━━━ Bloc de texte ━━━

Lire : Au Soudan, la population civile prisonnière des ambitions politiques de deux chefs militaires

L'évolution de la situation accentue l'instabilité que vivent les populations déplacées qui sont les premières victimes de cette guerre. Le 31 janvier 2024, le Haut-Commissaire des Nations Unies aux réfugiés (HCR) indique que la guerre a fait près de 8 millions de déplacés.

Pour comprendre la situation sur le terrain, Global Voices s'est entretenu, via LinkedIn, avec Hatim Abdulaziz, expert en gestion de projet dans le contexte humanitaire, et chef de bureau à (SUDO).

Jean Sovon (JS) : A l'heure actuelle, quelle est la situation des droits humains au Soudan?

━━━ Liste des lignes ━━━

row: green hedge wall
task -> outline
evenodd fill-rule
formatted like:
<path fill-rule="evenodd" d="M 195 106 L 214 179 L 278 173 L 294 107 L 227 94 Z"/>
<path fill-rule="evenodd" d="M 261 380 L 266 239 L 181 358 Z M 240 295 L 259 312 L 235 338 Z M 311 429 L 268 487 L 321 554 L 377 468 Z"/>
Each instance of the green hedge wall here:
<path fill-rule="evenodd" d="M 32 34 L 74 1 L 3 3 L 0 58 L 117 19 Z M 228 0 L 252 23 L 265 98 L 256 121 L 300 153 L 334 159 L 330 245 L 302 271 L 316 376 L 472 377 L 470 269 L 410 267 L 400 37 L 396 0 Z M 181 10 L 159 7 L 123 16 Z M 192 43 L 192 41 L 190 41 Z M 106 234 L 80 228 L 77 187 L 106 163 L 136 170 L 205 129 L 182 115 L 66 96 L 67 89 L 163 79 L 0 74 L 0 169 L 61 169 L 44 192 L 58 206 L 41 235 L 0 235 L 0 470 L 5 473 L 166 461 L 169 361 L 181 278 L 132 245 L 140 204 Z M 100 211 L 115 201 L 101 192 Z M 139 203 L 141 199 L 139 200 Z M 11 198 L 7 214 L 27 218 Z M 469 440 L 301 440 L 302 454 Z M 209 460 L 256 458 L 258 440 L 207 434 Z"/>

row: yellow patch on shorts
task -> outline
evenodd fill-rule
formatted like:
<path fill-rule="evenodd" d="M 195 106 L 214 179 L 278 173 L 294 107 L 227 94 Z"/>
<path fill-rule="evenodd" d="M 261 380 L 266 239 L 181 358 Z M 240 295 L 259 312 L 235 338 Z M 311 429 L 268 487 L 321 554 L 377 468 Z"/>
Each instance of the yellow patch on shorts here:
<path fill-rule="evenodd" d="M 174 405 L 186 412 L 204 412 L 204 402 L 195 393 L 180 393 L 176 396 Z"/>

━━━

▶ **Consignes**
1. Veuillez recopier mot pour mot, dans le texte sur le Soudan, tout ce qui va de « Lire : Au Soudan, la » jusqu'à « bureau à (SUDO). ».
2. D'après le texte sur le Soudan, combien de déplacés la guerre avait-elle faits selon le HCR au 31 janvier 2024 ?
3. Rédigez la suite du texte sur le Soudan à partir de sa dernière phrase.

▶ **Résultats**
1.
Lire : Au Soudan, la population civile prisonnière des ambitions politiques de deux chefs militaires

L'évolution de la situation accentue l'instabilité que vivent les populations déplacées qui sont les premières victimes de cette guerre. Le 31 janvier 2024, le Haut-Commissaire des Nations Unies aux réfugiés (HCR) indique que la guerre a fait près de 8 millions de déplacés.

Pour comprendre la situation sur le terrain, Global Voices s'est entretenu, via LinkedIn, avec Hatim Abdulaziz, expert en gestion de projet dans le contexte humanitaire, et chef de bureau à (SUDO).

2. Près de 8 millions.

3.
Hatim Abdulaziz (HA) : Malheureusement, la situation des droits de l'homme au Soudan s'est aggravée en raison de la guerre en cours entre l'armée soudanaise et les Forces de soutien rapide. Cette détérioration se manifeste à la fois par l'extension géographique du conflit et par la gravité des transgressions. Nous avons vu ces transgressions s'étendre à de nouveaux États tels que Khartoum (capitale situé au centre-est du pays), Al-Jazirah (centre-sud-est) et le Nil Blanc (sud du pays). Sous le règne d'Omar el-Bechir, la guerre était principalement limitée à la région du Darfour (ouest), à la région du Kordofan (centre) et au État du Nil Bleu (sud du pays). Les différentes forces militaires commettent toutes sortes de violations des droits de l'homme et de crimes de guerre, notamment des exécutions sommaires, des tortures, des déplacements forcés, la destruction de villages, le pillage, la privation de la population d'eau, de nourriture et d'éducation. Chaque camp accuse l'autre de commettre ces crimes, mais il y a peu de progrès en termes d'enquête ou d'efforts réels pour protéger les civils.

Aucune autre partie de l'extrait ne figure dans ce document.